● PROBLEM REQUIREMENTS
Reproduce every entry below precisely. Pictures are excluded from the copy.

● PROVIDED RECORDS

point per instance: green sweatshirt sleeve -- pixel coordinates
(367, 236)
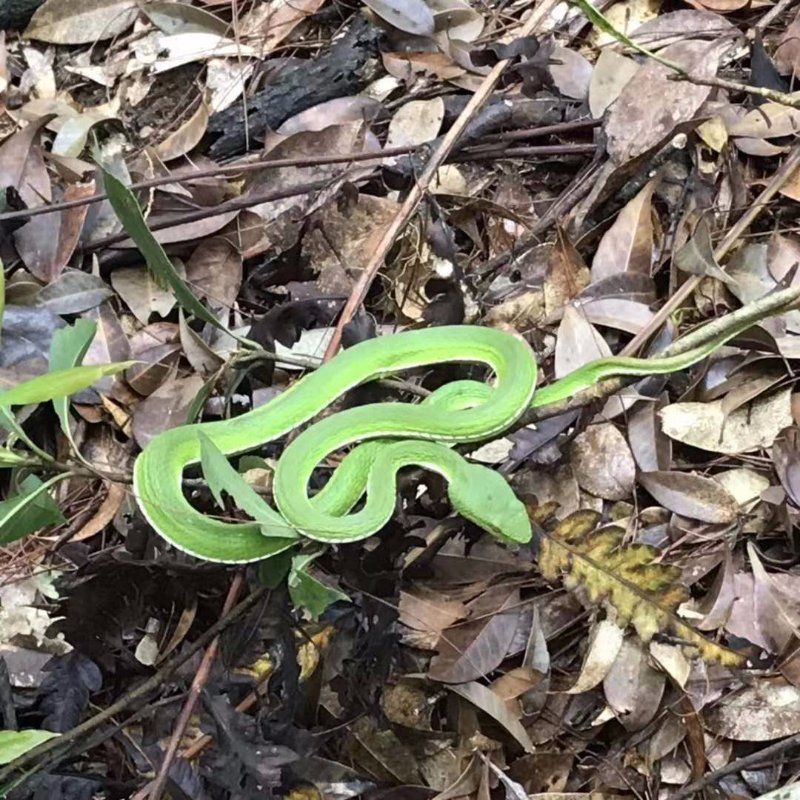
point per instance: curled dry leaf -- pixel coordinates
(577, 343)
(748, 428)
(691, 495)
(472, 649)
(416, 122)
(652, 105)
(81, 21)
(768, 709)
(164, 409)
(611, 72)
(632, 687)
(602, 462)
(186, 137)
(490, 703)
(411, 16)
(605, 642)
(627, 246)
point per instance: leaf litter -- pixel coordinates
(648, 638)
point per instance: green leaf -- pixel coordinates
(29, 510)
(67, 350)
(602, 23)
(222, 477)
(130, 215)
(272, 571)
(61, 383)
(14, 743)
(308, 592)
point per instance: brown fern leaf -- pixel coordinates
(644, 593)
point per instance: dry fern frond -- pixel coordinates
(644, 593)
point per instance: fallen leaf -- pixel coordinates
(602, 462)
(787, 49)
(214, 273)
(652, 105)
(72, 292)
(186, 137)
(691, 495)
(46, 252)
(627, 246)
(411, 16)
(633, 689)
(472, 649)
(416, 122)
(611, 72)
(164, 409)
(487, 701)
(577, 343)
(140, 290)
(573, 75)
(748, 428)
(605, 642)
(768, 709)
(81, 21)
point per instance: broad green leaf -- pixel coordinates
(13, 744)
(308, 592)
(12, 458)
(272, 571)
(67, 350)
(61, 383)
(222, 477)
(10, 423)
(29, 510)
(130, 215)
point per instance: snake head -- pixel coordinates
(483, 497)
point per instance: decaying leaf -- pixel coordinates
(705, 425)
(643, 593)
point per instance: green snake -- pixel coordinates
(389, 436)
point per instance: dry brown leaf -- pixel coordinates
(787, 50)
(632, 687)
(749, 428)
(115, 494)
(611, 72)
(81, 21)
(652, 105)
(164, 409)
(143, 295)
(493, 705)
(605, 642)
(769, 709)
(416, 122)
(627, 246)
(472, 649)
(691, 495)
(46, 243)
(214, 273)
(577, 343)
(186, 137)
(602, 462)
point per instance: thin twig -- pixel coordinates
(781, 176)
(419, 189)
(766, 755)
(198, 684)
(144, 689)
(247, 165)
(775, 303)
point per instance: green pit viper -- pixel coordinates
(389, 436)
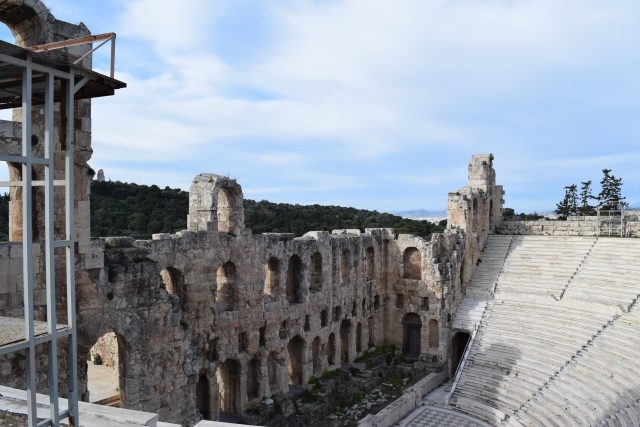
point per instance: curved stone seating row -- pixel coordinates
(542, 266)
(609, 274)
(601, 387)
(537, 361)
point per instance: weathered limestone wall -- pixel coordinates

● WRITTEN SOLUTION
point per instance: green sweatshirt sleeve -- pixel coordinates
(367, 236)
point per instance: curled dry leaf -- pixel coordinates
(577, 343)
(748, 428)
(691, 495)
(472, 649)
(416, 122)
(652, 105)
(81, 21)
(768, 709)
(164, 409)
(611, 72)
(632, 687)
(602, 462)
(186, 137)
(490, 703)
(411, 16)
(605, 642)
(627, 246)
point per instance: leaf litter -- pixel coordinates
(648, 638)
point per instance: green leaf -- pixel coordinates
(29, 510)
(67, 350)
(602, 23)
(222, 477)
(130, 215)
(272, 571)
(61, 383)
(14, 743)
(308, 592)
point per instance: brown fern leaf -- pixel coordinates
(644, 593)
point per instance: dry fern frond -- pixel coordinates
(644, 593)
point per instance: fallen leaf -- pixel coordinates
(602, 462)
(787, 49)
(214, 273)
(652, 105)
(72, 292)
(186, 137)
(691, 495)
(46, 252)
(627, 246)
(411, 16)
(633, 689)
(472, 649)
(416, 122)
(611, 72)
(164, 409)
(487, 701)
(577, 343)
(140, 290)
(573, 75)
(748, 428)
(605, 642)
(768, 709)
(81, 21)
point per instance: broad green leaf -- pixel coordinates
(13, 744)
(308, 592)
(12, 458)
(272, 571)
(67, 350)
(61, 383)
(222, 477)
(10, 423)
(29, 510)
(130, 215)
point per instance: snake head -- pixel coordinates
(483, 497)
point per instance: decaying leaf -- pixel coordinates
(705, 425)
(643, 593)
point per instance: green snake -- pixel coordinates
(389, 436)
point per instance: dry brown leaf -- pixel coordinates
(787, 50)
(632, 687)
(749, 428)
(115, 494)
(611, 72)
(81, 21)
(652, 105)
(164, 409)
(143, 295)
(493, 705)
(605, 642)
(769, 709)
(416, 122)
(627, 246)
(472, 649)
(691, 495)
(46, 243)
(214, 273)
(577, 343)
(186, 137)
(602, 462)
point per instance: thin twig -- pixel coordinates
(781, 176)
(419, 189)
(766, 755)
(198, 684)
(144, 689)
(247, 165)
(775, 303)
point per instance: green pit viper -- pixel coordinates
(389, 436)
point per instance: curved stone seating row -- pixel coordinates
(542, 266)
(609, 274)
(601, 387)
(537, 361)
point per instance: weathered limestone wall -- pixel coordinates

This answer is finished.